**The exercise**
Please write out each of the following lines without changing a single character.

**Rows**

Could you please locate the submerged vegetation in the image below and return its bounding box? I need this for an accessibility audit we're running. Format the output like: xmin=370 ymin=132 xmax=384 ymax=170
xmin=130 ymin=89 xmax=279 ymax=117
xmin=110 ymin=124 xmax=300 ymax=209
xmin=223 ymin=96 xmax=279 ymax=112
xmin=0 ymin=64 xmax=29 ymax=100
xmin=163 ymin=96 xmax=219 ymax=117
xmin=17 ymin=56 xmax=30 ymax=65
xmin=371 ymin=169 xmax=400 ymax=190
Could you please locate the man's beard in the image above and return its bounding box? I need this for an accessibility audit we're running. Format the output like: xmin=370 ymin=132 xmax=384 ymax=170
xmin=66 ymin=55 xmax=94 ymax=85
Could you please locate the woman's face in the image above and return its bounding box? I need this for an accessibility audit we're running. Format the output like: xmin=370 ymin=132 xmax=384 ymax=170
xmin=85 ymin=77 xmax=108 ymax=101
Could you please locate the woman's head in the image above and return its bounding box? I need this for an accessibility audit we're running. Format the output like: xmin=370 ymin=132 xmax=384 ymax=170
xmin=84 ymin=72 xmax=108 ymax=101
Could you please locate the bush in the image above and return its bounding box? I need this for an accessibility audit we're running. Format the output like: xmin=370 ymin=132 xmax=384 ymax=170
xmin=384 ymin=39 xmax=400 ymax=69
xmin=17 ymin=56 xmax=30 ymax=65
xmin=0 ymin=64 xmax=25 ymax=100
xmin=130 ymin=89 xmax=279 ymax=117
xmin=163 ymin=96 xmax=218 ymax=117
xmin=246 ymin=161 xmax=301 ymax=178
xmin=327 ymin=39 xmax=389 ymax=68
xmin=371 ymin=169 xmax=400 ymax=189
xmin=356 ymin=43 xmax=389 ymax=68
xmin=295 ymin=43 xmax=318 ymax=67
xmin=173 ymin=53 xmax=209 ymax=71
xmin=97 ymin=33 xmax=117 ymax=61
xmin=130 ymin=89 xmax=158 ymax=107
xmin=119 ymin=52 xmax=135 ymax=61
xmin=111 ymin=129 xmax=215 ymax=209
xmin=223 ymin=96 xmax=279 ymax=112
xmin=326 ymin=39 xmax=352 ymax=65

**Final result**
Could you please locate the submerged vegetation in the image below and return its bounding box? I need this for an accessibility audit we're running. Format the output like: xmin=370 ymin=132 xmax=384 ymax=170
xmin=130 ymin=89 xmax=279 ymax=117
xmin=110 ymin=124 xmax=300 ymax=209
xmin=223 ymin=96 xmax=279 ymax=112
xmin=0 ymin=64 xmax=29 ymax=100
xmin=163 ymin=96 xmax=219 ymax=117
xmin=17 ymin=56 xmax=30 ymax=65
xmin=371 ymin=169 xmax=400 ymax=190
Could you please locate the man's beard in the image above and return its bounding box? I need this for an accessibility audit we're running. Format the output like: xmin=370 ymin=132 xmax=384 ymax=170
xmin=66 ymin=55 xmax=94 ymax=85
Could you please locate the woman's face in the image above and return its bounding box? I need this for an accessibility audit we're running. Format the output like: xmin=370 ymin=132 xmax=384 ymax=170
xmin=85 ymin=77 xmax=108 ymax=101
Could you please locate the woman's head in the image above and return its bounding box? I need this for an accessibility audit we're running. Format the output like: xmin=370 ymin=132 xmax=384 ymax=170
xmin=84 ymin=72 xmax=108 ymax=101
Could you please locate the bush in the image above and return its bounding box? I need this for an accessibility audit we're running. Format the output like: xmin=370 ymin=132 xmax=384 ymax=170
xmin=384 ymin=39 xmax=400 ymax=69
xmin=17 ymin=56 xmax=30 ymax=65
xmin=0 ymin=64 xmax=25 ymax=100
xmin=130 ymin=89 xmax=279 ymax=117
xmin=163 ymin=96 xmax=218 ymax=117
xmin=246 ymin=161 xmax=301 ymax=178
xmin=327 ymin=39 xmax=389 ymax=68
xmin=371 ymin=169 xmax=400 ymax=189
xmin=356 ymin=43 xmax=389 ymax=68
xmin=295 ymin=43 xmax=318 ymax=67
xmin=173 ymin=53 xmax=209 ymax=71
xmin=97 ymin=33 xmax=117 ymax=61
xmin=130 ymin=89 xmax=158 ymax=107
xmin=119 ymin=52 xmax=135 ymax=61
xmin=111 ymin=129 xmax=215 ymax=209
xmin=223 ymin=96 xmax=279 ymax=112
xmin=326 ymin=39 xmax=352 ymax=65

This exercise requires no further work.